• EXERCISE OBJECTIVE:
Make a verbatim transcription of the records, without the pictures.

• DATA TO EXAMINE:
————

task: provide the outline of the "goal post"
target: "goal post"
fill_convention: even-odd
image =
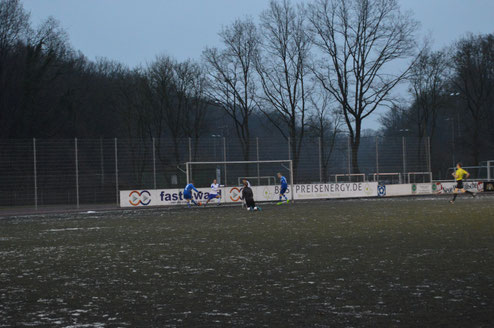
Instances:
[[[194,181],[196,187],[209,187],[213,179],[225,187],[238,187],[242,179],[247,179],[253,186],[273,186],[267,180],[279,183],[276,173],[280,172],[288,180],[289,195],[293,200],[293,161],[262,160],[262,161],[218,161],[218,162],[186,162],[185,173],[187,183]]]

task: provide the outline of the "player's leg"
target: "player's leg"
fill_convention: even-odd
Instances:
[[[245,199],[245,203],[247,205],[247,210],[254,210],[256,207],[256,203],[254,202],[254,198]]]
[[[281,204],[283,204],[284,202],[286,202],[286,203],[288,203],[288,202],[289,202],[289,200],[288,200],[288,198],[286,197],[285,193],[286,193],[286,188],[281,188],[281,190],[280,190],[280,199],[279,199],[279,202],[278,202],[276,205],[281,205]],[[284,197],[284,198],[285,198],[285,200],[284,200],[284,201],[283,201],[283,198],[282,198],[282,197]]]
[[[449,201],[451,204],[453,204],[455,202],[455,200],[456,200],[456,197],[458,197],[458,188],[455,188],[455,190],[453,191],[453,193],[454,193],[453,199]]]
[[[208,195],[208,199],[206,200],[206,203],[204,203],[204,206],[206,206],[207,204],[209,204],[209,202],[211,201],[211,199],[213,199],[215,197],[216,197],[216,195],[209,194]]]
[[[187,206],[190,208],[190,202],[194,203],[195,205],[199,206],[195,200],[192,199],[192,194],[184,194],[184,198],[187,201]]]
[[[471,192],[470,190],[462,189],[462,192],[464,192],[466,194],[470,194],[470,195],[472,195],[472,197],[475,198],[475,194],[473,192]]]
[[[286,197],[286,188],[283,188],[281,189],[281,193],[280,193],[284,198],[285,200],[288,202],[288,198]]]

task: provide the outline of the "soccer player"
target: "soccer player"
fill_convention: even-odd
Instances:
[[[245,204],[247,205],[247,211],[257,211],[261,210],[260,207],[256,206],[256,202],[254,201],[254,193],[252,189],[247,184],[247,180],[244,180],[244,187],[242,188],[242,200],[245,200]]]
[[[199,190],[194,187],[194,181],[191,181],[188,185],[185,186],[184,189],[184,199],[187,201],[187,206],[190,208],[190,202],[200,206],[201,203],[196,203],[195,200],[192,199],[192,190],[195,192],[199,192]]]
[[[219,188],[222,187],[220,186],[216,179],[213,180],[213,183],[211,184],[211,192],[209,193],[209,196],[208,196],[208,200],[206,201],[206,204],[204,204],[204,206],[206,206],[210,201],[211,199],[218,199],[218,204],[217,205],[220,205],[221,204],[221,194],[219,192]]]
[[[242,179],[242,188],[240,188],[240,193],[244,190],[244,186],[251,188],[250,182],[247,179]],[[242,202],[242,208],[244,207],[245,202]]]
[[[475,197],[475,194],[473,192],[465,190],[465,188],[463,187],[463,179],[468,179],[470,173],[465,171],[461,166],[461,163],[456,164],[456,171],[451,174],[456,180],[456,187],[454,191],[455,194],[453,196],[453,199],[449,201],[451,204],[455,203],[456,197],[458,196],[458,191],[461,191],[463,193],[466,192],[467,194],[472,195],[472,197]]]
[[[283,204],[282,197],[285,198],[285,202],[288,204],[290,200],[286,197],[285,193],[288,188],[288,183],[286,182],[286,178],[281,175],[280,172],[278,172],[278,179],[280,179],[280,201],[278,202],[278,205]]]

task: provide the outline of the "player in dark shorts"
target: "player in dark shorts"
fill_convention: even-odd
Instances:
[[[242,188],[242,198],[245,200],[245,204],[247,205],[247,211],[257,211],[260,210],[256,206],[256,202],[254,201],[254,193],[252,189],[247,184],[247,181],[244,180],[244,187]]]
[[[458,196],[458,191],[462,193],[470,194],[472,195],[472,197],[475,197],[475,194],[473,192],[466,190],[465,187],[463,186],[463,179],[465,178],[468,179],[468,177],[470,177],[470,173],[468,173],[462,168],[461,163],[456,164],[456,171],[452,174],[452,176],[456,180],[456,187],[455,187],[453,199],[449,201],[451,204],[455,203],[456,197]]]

————

• EXERCISE RESULT:
task: provide the outline of the "goal post"
target: "goal post"
fill_convention: even-odd
image =
Instances:
[[[194,181],[196,187],[209,187],[213,179],[225,187],[238,187],[242,179],[247,179],[253,186],[273,186],[267,180],[279,183],[276,173],[280,172],[288,180],[289,195],[293,200],[293,161],[262,160],[262,161],[218,161],[218,162],[186,162],[185,173],[187,183]]]

task: provide the outline of the "player's leg"
target: "player's leg"
fill_convention: even-odd
Instances:
[[[245,199],[245,203],[247,205],[247,210],[254,210],[256,207],[256,203],[254,202],[254,198]]]
[[[281,204],[283,204],[284,202],[286,202],[286,203],[288,203],[288,202],[289,202],[289,200],[288,200],[288,198],[286,197],[285,193],[286,193],[286,188],[281,188],[281,190],[280,190],[280,199],[279,199],[279,202],[278,202],[276,205],[281,205]],[[284,197],[284,198],[285,198],[285,200],[284,200],[284,201],[283,201],[283,198],[282,198],[282,197]]]
[[[449,201],[451,204],[453,204],[455,202],[455,200],[456,200],[456,197],[458,197],[458,188],[455,188],[455,190],[453,191],[453,193],[454,193],[453,199]]]
[[[208,195],[208,199],[206,200],[206,203],[204,203],[204,206],[206,206],[207,204],[209,204],[209,202],[211,201],[211,199],[213,199],[215,197],[216,197],[216,195],[209,194]]]
[[[187,206],[190,208],[190,202],[194,203],[195,205],[199,206],[195,200],[192,199],[192,194],[184,194],[184,198],[187,201]]]
[[[471,192],[470,190],[462,189],[462,192],[464,192],[466,194],[470,194],[470,195],[472,195],[472,197],[475,198],[475,194],[473,192]]]
[[[286,197],[286,188],[283,188],[281,189],[281,193],[280,193],[284,198],[285,200],[288,202],[288,198]]]

task: provide the outline of the "soccer player"
target: "soccer player"
fill_convention: even-odd
Instances:
[[[245,204],[247,205],[247,211],[257,211],[261,210],[260,207],[256,206],[256,202],[254,201],[254,193],[252,189],[247,184],[247,180],[244,180],[244,187],[242,188],[242,200],[245,200]]]
[[[199,190],[194,187],[194,181],[191,181],[188,185],[185,186],[184,189],[184,199],[187,201],[187,206],[190,208],[190,202],[200,206],[201,203],[196,203],[195,200],[192,199],[192,190],[195,192],[199,192]]]
[[[219,188],[222,187],[220,186],[216,179],[213,180],[213,183],[211,184],[211,192],[209,193],[209,196],[208,196],[208,200],[206,201],[206,204],[204,204],[204,206],[206,206],[210,201],[211,199],[218,199],[218,204],[217,205],[220,205],[221,204],[221,194],[219,192]]]
[[[242,179],[242,188],[240,188],[240,193],[244,190],[244,186],[251,188],[250,182],[247,179]],[[242,202],[242,208],[244,207],[245,202]]]
[[[475,197],[475,194],[473,192],[465,190],[465,188],[463,187],[463,179],[468,179],[470,173],[465,171],[461,166],[461,163],[456,164],[456,171],[451,174],[456,180],[456,187],[454,191],[455,194],[453,196],[453,199],[449,201],[451,204],[455,203],[456,197],[458,196],[458,191],[461,191],[463,193],[466,192],[467,194],[472,195],[472,197]]]
[[[283,204],[282,197],[285,198],[285,202],[288,204],[290,200],[286,197],[285,193],[288,188],[288,183],[286,182],[286,178],[281,175],[280,172],[278,172],[278,179],[280,179],[280,201],[278,202],[278,205]]]

task: provide the outline of the "player in dark shorts"
target: "player in dark shorts"
fill_convention: even-odd
Instances:
[[[242,188],[242,198],[245,200],[245,204],[247,205],[247,211],[257,211],[260,210],[256,206],[256,202],[254,201],[254,193],[252,189],[247,184],[247,181],[244,180],[244,187]]]
[[[458,196],[458,191],[462,193],[470,194],[472,195],[472,197],[475,197],[475,194],[473,192],[466,190],[465,187],[463,186],[463,179],[465,178],[468,179],[468,177],[470,177],[470,173],[468,173],[462,168],[461,163],[456,164],[456,171],[452,174],[452,176],[456,180],[456,187],[455,187],[453,199],[449,201],[451,204],[455,203],[456,197]]]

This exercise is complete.